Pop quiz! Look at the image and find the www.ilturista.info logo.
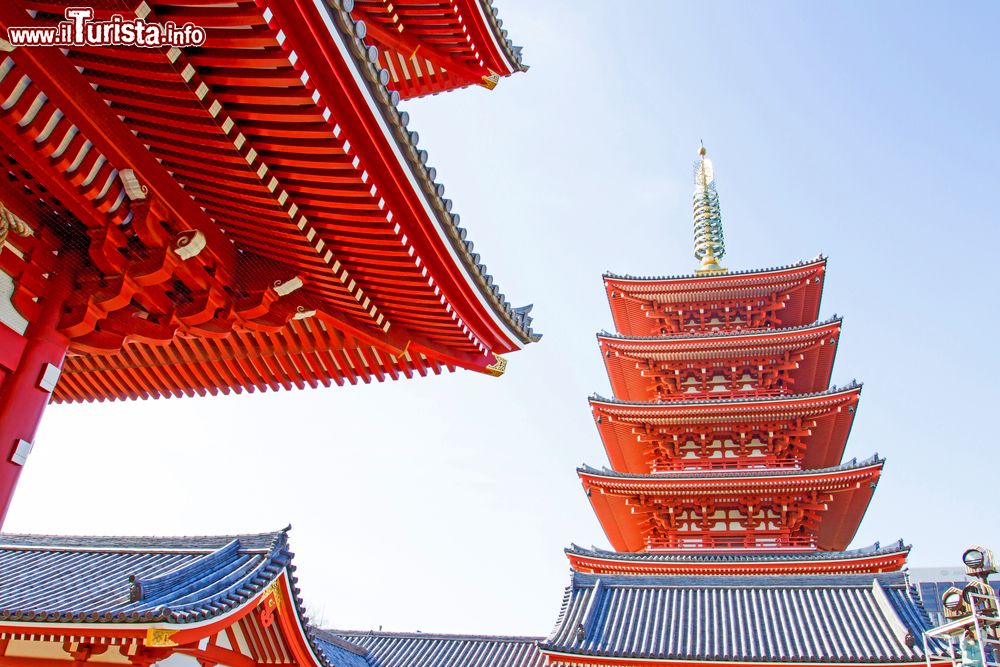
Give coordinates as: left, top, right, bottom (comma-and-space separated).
6, 7, 207, 48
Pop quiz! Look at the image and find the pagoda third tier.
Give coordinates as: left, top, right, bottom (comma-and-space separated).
565, 540, 910, 575
590, 385, 861, 474
597, 319, 841, 401
604, 257, 826, 336
577, 457, 884, 552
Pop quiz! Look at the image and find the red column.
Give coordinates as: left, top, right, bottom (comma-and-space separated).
0, 253, 72, 527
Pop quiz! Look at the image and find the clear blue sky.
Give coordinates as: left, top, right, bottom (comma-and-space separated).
6, 0, 1000, 634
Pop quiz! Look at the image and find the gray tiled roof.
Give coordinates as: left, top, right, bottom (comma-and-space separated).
0, 529, 304, 623
328, 630, 545, 667
313, 629, 372, 667
604, 254, 826, 281
565, 540, 910, 563
540, 573, 929, 663
479, 0, 528, 72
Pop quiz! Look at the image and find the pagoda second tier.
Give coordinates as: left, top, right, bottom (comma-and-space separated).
597, 318, 841, 401
590, 384, 861, 474
604, 257, 826, 336
566, 540, 910, 575
577, 456, 884, 552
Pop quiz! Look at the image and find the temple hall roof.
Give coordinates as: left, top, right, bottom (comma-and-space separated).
0, 530, 292, 623
317, 630, 545, 667
540, 573, 929, 664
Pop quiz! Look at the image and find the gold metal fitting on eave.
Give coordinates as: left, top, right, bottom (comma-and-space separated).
486, 352, 507, 377
146, 628, 180, 648
479, 70, 500, 90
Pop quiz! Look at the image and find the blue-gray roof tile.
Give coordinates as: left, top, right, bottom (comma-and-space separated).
540, 573, 929, 663
322, 630, 545, 667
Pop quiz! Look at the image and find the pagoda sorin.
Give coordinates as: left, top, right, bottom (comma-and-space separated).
568, 148, 908, 574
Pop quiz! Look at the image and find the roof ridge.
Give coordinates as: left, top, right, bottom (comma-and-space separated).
321, 628, 544, 642
576, 452, 885, 481
601, 253, 827, 281
0, 526, 290, 554
563, 538, 912, 563
597, 313, 844, 341
588, 380, 864, 408
323, 0, 541, 344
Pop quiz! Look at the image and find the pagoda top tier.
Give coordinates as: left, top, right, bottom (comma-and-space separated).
604, 256, 826, 336
565, 540, 910, 575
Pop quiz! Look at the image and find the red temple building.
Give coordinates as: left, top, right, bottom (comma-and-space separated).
539, 149, 937, 667
0, 0, 943, 667
570, 151, 906, 574
0, 0, 539, 523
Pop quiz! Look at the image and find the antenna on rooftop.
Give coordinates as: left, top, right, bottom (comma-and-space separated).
694, 142, 726, 273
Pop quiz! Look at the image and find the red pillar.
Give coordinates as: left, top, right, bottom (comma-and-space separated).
0, 253, 72, 527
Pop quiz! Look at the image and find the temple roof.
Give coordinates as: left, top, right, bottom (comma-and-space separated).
577, 455, 884, 551
0, 529, 301, 623
0, 0, 538, 401
351, 0, 528, 99
590, 384, 861, 473
576, 454, 885, 486
565, 540, 910, 575
597, 316, 841, 400
540, 573, 930, 664
603, 255, 826, 284
590, 380, 862, 410
597, 315, 844, 344
565, 540, 910, 563
604, 257, 826, 335
317, 630, 545, 667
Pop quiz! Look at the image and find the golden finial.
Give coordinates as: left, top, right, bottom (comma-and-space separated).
694, 143, 726, 273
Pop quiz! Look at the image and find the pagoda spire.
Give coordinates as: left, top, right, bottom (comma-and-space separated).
694, 143, 727, 273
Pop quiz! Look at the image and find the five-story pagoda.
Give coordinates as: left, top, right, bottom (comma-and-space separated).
568, 148, 907, 574
538, 148, 936, 667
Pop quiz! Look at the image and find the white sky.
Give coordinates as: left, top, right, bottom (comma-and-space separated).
5, 0, 1000, 635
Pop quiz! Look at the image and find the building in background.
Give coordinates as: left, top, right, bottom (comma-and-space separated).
0, 0, 539, 524
0, 0, 972, 667
539, 148, 937, 667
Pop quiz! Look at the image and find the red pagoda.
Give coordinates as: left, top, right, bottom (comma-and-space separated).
0, 0, 539, 524
568, 149, 907, 575
538, 148, 941, 667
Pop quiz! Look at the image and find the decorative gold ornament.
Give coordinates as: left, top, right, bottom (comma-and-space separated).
694, 144, 727, 273
146, 628, 180, 648
486, 352, 507, 377
479, 70, 500, 90
0, 202, 34, 251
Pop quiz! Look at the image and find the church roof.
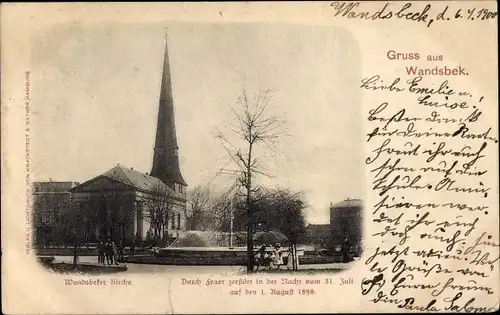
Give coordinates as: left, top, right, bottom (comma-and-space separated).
330, 199, 363, 209
33, 180, 78, 193
102, 165, 183, 198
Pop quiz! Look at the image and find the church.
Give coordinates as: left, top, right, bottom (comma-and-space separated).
69, 37, 187, 242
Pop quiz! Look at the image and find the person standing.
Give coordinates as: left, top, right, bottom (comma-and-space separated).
111, 242, 118, 265
342, 237, 351, 263
274, 243, 283, 269
128, 240, 135, 257
97, 242, 104, 265
118, 240, 125, 263
105, 239, 113, 265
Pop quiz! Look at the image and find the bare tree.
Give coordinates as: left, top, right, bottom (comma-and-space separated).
184, 185, 213, 231
216, 89, 285, 273
185, 185, 236, 232
144, 184, 174, 239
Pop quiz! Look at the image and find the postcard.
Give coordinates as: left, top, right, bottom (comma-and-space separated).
1, 1, 500, 314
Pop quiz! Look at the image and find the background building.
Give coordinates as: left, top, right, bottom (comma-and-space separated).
330, 199, 363, 252
32, 180, 78, 246
31, 37, 187, 244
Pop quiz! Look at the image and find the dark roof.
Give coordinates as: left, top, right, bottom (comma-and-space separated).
102, 165, 183, 198
33, 181, 78, 193
330, 199, 363, 209
306, 224, 330, 232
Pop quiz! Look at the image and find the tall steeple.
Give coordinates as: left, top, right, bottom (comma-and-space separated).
151, 36, 187, 188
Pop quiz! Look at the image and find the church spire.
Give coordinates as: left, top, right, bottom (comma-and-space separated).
151, 36, 187, 188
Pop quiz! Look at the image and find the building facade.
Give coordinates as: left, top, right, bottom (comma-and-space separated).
32, 180, 78, 246
35, 36, 187, 243
330, 199, 363, 248
71, 165, 186, 242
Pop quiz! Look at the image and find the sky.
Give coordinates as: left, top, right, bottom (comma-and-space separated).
31, 23, 364, 223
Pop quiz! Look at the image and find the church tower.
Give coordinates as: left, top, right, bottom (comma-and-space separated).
151, 38, 187, 193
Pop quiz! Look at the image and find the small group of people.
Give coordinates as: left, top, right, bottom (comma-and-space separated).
97, 239, 125, 265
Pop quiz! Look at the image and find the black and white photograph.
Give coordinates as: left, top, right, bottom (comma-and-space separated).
30, 23, 365, 276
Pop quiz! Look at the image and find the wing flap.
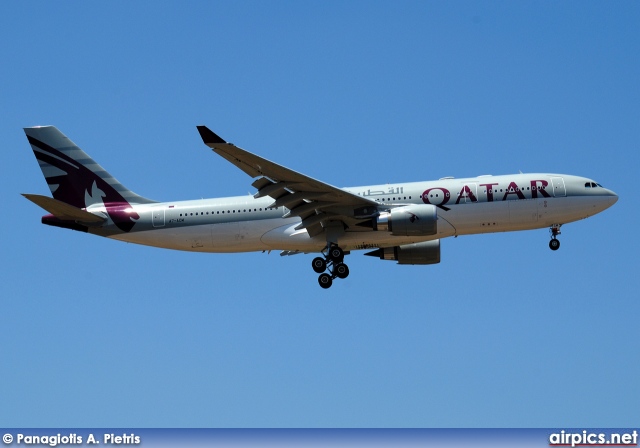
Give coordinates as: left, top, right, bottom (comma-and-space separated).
198, 126, 377, 236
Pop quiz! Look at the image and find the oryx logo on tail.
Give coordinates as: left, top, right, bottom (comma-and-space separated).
25, 126, 154, 232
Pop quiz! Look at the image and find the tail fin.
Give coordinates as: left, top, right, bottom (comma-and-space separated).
24, 126, 155, 208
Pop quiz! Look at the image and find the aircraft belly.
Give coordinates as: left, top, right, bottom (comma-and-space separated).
438, 201, 510, 235
538, 196, 610, 227
111, 224, 213, 252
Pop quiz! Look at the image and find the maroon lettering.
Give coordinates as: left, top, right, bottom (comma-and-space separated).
480, 184, 498, 202
456, 185, 478, 204
502, 182, 524, 201
531, 180, 551, 199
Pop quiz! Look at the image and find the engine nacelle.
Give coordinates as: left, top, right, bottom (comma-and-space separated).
365, 240, 440, 264
374, 204, 438, 236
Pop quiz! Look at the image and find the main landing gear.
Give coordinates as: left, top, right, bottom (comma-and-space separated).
549, 224, 562, 250
311, 245, 349, 289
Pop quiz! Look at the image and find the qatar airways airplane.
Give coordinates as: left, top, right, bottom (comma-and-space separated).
24, 126, 618, 288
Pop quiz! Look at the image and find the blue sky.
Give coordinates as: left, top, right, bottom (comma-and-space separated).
0, 1, 640, 427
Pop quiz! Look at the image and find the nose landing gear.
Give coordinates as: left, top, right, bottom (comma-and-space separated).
311, 244, 349, 289
549, 224, 562, 250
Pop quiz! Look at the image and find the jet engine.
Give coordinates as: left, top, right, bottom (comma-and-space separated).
373, 204, 438, 236
365, 240, 440, 264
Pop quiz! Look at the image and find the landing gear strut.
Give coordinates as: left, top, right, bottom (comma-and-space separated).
311, 244, 349, 289
549, 224, 562, 250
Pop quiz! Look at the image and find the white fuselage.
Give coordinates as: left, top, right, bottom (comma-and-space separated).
94, 174, 617, 252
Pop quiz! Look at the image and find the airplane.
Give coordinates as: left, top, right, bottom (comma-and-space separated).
23, 126, 618, 289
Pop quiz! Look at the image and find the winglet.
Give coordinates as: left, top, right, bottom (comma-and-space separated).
197, 126, 227, 145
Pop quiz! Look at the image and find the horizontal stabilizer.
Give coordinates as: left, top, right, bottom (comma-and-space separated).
22, 194, 106, 223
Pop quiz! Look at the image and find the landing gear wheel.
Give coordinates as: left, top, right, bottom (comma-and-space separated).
329, 246, 344, 261
318, 274, 333, 289
333, 263, 349, 278
311, 257, 327, 274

##########

> [TASK BRIEF]: Give the records from the start through the line containing "577, 456, 884, 552", inclusive, as a two-column CSV with the columns request and boxes, one row per request, with each field quoted and its line breaks turned into spaces. Leave the pictures out.

> [RESPONSE TO THE EXERCISE]:
request,boxes
"Pop quiz! Look at the image and find the www.ilturista.info logo. Give coordinates as: left, top, right, bottom (comma-and-space separated).","6, 7, 207, 48"
"Pop quiz! Look at the image and find the pagoda third tier. Give coordinates as: left, top, right, bottom (comma-and-space separated).","565, 540, 910, 575 590, 385, 861, 474 597, 319, 841, 401 604, 257, 826, 336 577, 457, 884, 552"
"Pop quiz! Look at the image and find the red column. Give coordinates as: left, top, right, bottom (comma-and-space separated).","0, 253, 72, 527"
"Pop quiz! Look at the image and find the clear blue sky. Give coordinates as: left, top, right, bottom (comma-and-space separated).","6, 0, 1000, 634"
"Pop quiz! Look at the image and find the gray tiled roof. Give coordinates as: left, top, right, bottom (comma-and-space separated).","0, 529, 304, 623 328, 630, 545, 667 313, 629, 372, 667 604, 254, 826, 281 565, 540, 910, 563 540, 573, 929, 663 479, 0, 528, 72"
"Pop quiz! Look at the image and find the pagoda second tier. Give coordinates as: left, top, right, bottom (comma-and-space separated).","597, 318, 841, 401 590, 384, 861, 474 604, 257, 826, 336 566, 540, 910, 575 577, 456, 884, 552"